What is required: When you reach the line that contains "of girl's curly" in the data below, copy it and every line after it exactly, adding nothing.

Records:
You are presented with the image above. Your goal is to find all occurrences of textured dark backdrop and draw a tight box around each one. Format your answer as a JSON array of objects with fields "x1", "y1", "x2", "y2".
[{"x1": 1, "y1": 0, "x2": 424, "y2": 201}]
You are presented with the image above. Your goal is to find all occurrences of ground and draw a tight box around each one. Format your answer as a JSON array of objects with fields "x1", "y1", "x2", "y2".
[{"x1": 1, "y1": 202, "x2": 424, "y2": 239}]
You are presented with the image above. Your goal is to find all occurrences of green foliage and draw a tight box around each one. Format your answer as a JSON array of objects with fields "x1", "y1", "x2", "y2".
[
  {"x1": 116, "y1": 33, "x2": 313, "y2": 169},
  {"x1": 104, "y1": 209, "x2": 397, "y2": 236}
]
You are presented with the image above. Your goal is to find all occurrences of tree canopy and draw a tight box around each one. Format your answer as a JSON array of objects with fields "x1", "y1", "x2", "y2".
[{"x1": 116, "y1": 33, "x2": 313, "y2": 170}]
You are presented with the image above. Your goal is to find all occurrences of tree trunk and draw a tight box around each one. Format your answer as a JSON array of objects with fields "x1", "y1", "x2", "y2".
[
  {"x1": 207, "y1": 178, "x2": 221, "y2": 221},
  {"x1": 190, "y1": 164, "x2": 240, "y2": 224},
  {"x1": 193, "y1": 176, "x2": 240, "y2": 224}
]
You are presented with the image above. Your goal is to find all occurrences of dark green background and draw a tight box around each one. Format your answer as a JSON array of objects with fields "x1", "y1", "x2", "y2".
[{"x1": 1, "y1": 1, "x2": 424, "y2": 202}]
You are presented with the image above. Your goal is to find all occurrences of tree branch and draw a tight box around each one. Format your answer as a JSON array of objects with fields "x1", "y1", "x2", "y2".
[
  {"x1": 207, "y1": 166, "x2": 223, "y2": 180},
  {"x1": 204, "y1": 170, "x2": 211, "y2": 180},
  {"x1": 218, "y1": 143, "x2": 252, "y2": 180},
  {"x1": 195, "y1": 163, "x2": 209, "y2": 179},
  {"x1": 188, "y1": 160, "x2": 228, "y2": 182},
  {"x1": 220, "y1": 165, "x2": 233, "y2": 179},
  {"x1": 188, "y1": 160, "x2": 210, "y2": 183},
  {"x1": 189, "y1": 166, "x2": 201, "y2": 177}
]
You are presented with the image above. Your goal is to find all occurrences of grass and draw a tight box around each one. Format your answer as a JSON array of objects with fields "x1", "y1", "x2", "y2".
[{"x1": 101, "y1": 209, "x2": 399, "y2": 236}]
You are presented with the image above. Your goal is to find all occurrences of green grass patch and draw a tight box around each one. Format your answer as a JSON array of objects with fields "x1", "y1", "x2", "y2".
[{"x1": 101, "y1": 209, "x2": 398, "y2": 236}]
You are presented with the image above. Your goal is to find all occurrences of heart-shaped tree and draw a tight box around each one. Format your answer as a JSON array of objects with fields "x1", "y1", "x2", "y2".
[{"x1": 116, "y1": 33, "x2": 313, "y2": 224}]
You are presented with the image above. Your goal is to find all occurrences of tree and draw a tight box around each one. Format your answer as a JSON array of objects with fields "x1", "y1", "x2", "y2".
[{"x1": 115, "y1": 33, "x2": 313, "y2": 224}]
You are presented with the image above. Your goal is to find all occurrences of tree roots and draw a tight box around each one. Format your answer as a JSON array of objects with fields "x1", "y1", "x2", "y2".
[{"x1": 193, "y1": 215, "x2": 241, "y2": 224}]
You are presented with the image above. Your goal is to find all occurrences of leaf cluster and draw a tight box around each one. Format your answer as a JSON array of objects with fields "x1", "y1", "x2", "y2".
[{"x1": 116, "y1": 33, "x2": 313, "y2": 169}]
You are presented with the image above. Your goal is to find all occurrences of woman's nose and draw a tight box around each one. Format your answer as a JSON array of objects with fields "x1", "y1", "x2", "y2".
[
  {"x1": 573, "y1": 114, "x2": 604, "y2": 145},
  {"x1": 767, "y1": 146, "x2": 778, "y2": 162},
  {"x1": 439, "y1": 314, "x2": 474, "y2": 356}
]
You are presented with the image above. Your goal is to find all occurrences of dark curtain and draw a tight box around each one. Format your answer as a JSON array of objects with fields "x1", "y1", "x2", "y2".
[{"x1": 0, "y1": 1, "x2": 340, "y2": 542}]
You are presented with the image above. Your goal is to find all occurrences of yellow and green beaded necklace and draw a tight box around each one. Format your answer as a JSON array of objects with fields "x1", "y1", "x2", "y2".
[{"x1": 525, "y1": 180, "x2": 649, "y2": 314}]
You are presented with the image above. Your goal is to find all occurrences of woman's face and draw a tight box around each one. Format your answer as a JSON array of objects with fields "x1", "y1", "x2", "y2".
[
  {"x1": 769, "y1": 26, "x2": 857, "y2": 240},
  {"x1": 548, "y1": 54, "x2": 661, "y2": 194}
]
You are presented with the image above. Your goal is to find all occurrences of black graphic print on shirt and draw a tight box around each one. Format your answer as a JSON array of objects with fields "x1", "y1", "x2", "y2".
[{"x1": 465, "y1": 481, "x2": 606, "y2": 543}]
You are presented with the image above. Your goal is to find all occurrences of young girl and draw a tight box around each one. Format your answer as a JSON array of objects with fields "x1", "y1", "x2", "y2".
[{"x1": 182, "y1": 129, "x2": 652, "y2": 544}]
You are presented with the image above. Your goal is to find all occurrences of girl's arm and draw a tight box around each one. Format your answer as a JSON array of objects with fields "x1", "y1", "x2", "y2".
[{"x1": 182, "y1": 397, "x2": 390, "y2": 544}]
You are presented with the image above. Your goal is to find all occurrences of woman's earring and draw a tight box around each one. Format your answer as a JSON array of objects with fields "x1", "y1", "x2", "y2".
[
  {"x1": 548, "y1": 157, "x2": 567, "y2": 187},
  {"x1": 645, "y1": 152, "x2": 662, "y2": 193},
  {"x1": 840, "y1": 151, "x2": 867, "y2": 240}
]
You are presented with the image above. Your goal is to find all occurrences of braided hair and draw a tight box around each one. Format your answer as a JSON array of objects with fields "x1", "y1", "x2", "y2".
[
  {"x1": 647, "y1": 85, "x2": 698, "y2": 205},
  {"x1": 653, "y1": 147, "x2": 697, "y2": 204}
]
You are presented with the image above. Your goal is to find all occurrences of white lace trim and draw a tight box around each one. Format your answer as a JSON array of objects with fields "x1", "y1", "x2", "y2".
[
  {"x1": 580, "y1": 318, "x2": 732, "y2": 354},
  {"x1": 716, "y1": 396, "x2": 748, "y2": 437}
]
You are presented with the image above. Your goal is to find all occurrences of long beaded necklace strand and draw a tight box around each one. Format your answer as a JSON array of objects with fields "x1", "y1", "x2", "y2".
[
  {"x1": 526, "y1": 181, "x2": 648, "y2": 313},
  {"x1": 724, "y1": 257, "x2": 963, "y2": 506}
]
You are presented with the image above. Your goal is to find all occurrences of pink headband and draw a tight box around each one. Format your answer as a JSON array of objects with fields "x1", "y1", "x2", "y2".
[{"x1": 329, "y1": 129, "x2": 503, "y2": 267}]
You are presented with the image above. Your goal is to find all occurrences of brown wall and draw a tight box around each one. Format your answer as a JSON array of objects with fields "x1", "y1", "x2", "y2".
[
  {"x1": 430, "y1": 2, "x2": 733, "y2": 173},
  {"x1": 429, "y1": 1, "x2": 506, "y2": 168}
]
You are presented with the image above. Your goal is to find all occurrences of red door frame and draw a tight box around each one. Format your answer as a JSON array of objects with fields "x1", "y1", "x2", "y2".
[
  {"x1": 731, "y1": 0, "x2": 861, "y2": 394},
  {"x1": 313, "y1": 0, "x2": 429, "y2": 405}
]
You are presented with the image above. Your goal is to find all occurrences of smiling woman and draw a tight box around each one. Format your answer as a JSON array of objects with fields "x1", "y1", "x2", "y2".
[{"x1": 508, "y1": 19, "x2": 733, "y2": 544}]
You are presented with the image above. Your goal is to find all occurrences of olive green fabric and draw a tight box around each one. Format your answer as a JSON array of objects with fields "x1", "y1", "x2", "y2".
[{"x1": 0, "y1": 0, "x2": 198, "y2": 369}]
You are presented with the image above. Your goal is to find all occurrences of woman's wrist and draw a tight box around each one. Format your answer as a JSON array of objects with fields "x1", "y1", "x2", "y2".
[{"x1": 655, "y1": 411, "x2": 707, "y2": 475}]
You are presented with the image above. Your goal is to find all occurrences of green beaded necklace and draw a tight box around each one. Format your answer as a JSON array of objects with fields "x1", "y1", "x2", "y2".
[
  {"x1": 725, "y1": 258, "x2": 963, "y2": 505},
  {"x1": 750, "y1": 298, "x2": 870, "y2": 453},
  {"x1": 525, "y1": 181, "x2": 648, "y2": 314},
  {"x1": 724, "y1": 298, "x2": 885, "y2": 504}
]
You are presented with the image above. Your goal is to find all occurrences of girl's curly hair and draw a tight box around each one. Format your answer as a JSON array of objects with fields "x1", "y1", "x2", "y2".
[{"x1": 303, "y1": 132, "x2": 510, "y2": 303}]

Answer section:
You are presented with the image above. Your goal is to find all occurrences of girl's curly hair and draw a tight box around each one. Format your answer as a JSON array of objects with fields "x1", "y1", "x2", "y2".
[{"x1": 303, "y1": 132, "x2": 510, "y2": 303}]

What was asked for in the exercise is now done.